- AIM OF THE TASK
Render the lines of the data below as a JSON list of strings, one string per line and blank lines omitted, starting at the line that contains "Please annotate the coastal" and continuing through the end of the data, both ends included.

Collected data
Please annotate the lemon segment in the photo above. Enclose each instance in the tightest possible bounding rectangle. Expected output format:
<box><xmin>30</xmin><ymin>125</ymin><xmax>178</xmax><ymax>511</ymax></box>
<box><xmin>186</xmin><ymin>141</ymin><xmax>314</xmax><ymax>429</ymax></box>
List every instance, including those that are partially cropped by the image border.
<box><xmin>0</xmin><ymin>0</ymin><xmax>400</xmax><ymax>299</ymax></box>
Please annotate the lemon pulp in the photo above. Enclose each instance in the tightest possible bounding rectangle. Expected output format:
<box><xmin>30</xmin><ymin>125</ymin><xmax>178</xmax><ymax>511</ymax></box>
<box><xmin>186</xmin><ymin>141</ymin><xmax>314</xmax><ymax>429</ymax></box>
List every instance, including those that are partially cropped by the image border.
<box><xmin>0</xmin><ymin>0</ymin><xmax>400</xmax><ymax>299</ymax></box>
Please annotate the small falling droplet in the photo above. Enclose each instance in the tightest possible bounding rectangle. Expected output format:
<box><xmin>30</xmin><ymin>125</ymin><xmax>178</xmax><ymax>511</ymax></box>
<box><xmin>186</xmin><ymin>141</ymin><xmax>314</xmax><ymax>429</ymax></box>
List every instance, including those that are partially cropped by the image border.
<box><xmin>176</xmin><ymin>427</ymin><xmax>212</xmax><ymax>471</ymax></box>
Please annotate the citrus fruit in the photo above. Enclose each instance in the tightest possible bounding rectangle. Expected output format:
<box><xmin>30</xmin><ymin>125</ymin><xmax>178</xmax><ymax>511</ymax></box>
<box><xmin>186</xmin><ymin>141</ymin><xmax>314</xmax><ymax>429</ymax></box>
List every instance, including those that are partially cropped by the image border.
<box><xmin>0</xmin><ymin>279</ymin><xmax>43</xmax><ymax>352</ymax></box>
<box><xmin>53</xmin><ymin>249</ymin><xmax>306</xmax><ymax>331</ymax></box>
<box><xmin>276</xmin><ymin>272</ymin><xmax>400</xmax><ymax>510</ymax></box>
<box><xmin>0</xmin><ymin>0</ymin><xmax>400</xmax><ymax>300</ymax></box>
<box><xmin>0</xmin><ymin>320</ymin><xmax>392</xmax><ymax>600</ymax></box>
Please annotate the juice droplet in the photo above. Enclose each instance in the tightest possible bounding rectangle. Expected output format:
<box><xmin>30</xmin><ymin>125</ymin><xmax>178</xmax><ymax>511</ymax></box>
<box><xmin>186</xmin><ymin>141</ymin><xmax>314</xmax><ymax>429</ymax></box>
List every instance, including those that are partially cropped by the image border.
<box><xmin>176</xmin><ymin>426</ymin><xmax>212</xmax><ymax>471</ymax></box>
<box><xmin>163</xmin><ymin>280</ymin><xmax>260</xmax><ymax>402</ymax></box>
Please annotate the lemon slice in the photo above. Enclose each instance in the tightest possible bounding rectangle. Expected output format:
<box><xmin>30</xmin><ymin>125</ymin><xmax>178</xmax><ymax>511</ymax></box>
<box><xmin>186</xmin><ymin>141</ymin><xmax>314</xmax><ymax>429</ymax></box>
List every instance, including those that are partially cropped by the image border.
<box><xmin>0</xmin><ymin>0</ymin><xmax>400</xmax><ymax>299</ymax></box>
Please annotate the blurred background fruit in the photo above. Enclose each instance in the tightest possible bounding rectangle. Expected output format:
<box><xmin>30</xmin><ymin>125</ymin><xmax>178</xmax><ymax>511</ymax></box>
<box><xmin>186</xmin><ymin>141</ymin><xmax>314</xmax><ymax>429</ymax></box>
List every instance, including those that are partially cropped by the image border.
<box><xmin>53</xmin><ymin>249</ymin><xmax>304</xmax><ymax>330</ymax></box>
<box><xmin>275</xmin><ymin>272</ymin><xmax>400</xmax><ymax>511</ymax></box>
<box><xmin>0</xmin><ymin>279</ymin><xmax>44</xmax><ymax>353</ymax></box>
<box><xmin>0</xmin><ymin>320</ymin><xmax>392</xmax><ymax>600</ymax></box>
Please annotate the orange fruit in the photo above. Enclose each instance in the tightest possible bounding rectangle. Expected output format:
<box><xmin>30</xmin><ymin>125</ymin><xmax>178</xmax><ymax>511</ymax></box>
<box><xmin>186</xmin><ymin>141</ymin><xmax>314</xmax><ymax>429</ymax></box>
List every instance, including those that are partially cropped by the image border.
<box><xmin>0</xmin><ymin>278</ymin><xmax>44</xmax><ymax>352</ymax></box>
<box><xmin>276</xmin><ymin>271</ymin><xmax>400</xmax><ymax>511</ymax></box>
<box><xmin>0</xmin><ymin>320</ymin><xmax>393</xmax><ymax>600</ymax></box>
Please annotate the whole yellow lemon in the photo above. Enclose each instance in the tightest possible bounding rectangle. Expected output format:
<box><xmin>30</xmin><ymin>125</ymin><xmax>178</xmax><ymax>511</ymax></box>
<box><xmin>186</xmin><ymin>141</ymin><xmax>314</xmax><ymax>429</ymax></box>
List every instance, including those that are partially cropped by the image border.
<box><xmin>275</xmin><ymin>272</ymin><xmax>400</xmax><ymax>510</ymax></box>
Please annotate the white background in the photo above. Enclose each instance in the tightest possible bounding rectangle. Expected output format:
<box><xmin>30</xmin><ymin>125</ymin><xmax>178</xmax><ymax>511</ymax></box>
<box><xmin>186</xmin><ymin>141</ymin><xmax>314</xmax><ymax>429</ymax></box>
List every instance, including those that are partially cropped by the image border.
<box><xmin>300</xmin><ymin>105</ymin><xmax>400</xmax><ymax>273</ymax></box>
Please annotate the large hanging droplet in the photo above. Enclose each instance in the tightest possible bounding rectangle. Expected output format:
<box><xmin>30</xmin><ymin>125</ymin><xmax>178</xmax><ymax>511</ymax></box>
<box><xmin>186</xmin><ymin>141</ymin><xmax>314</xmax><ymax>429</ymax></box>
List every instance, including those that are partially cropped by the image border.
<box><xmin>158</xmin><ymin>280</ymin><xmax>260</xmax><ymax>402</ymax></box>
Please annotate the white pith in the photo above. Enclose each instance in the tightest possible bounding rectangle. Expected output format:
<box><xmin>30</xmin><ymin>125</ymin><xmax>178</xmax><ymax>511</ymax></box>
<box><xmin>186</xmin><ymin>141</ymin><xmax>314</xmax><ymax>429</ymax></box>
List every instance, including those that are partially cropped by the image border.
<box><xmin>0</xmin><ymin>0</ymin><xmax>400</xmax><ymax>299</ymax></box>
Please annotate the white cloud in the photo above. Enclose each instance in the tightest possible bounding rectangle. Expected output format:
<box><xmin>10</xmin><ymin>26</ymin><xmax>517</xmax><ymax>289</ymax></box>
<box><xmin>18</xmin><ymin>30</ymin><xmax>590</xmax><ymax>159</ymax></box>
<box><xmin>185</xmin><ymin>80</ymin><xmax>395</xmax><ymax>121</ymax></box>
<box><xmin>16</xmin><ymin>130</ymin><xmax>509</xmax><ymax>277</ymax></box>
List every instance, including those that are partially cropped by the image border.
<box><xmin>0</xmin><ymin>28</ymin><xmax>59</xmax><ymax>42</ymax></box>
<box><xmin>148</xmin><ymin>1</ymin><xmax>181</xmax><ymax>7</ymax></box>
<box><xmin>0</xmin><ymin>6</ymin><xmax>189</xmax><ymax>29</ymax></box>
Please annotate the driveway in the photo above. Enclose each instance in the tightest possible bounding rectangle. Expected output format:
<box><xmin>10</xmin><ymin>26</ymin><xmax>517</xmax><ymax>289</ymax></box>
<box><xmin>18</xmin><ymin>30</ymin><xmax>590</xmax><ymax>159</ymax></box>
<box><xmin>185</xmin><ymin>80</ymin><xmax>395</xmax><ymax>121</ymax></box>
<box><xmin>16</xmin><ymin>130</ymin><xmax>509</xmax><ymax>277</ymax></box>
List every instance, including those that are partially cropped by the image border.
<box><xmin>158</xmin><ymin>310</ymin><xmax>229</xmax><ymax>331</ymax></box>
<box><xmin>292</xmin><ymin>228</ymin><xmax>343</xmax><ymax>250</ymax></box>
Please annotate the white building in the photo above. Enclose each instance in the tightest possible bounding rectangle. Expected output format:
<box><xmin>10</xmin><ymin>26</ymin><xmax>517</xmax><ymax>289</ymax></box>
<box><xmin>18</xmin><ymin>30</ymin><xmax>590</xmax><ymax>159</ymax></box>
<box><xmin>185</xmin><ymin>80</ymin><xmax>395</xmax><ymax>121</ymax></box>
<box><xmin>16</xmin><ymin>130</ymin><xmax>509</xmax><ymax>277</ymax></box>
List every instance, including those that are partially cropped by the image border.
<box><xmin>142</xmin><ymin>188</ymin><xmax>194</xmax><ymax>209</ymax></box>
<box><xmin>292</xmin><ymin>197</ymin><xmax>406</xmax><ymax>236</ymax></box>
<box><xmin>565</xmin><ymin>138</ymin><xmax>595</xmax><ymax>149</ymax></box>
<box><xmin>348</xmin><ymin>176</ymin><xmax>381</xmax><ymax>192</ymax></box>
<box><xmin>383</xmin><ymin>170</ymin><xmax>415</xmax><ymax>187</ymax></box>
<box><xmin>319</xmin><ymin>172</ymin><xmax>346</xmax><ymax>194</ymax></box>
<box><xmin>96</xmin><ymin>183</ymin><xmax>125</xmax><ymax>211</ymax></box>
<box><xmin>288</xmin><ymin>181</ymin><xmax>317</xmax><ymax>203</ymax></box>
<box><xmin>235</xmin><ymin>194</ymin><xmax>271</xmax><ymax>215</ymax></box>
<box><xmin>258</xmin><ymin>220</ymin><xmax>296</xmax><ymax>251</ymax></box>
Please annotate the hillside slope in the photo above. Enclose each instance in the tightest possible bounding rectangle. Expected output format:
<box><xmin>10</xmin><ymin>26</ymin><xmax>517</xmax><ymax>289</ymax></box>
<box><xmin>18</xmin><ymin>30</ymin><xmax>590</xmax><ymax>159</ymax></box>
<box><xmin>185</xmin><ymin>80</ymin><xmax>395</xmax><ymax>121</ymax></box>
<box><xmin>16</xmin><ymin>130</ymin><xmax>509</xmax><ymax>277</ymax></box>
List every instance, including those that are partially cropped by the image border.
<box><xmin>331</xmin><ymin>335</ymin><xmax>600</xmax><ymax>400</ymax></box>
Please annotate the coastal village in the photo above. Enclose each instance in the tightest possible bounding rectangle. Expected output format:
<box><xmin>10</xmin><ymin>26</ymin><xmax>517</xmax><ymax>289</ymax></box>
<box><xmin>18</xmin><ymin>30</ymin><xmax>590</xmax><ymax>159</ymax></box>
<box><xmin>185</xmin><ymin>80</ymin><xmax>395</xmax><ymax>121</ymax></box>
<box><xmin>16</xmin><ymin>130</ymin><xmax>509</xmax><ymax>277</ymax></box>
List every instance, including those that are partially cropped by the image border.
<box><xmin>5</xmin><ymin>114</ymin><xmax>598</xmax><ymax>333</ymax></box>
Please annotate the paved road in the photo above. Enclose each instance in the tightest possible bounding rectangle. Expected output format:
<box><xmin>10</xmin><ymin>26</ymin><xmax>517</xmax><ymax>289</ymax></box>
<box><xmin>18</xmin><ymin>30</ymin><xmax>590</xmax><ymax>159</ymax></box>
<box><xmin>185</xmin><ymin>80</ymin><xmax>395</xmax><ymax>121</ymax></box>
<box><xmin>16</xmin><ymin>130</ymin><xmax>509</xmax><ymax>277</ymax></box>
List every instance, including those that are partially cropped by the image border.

- FINISHED EXERCISE
[
  "Please annotate the coastal village in the photo above. Enclose each instance in the tightest possible bounding rectangle. Expected output format:",
  "<box><xmin>10</xmin><ymin>26</ymin><xmax>517</xmax><ymax>289</ymax></box>",
  "<box><xmin>18</xmin><ymin>30</ymin><xmax>590</xmax><ymax>159</ymax></box>",
  "<box><xmin>185</xmin><ymin>80</ymin><xmax>395</xmax><ymax>121</ymax></box>",
  "<box><xmin>16</xmin><ymin>130</ymin><xmax>509</xmax><ymax>277</ymax></box>",
  "List every instance, including those that are partially cropped by the image border.",
  "<box><xmin>5</xmin><ymin>114</ymin><xmax>598</xmax><ymax>333</ymax></box>",
  "Please annotate the paved road in the photo above. Enclose each instance in the tightest possible bounding rectangle. Expected output format:",
  "<box><xmin>10</xmin><ymin>26</ymin><xmax>517</xmax><ymax>289</ymax></box>",
  "<box><xmin>18</xmin><ymin>30</ymin><xmax>590</xmax><ymax>159</ymax></box>",
  "<box><xmin>185</xmin><ymin>80</ymin><xmax>395</xmax><ymax>121</ymax></box>",
  "<box><xmin>16</xmin><ymin>130</ymin><xmax>509</xmax><ymax>277</ymax></box>",
  "List every instance, including those that are partially cropped by the image border."
]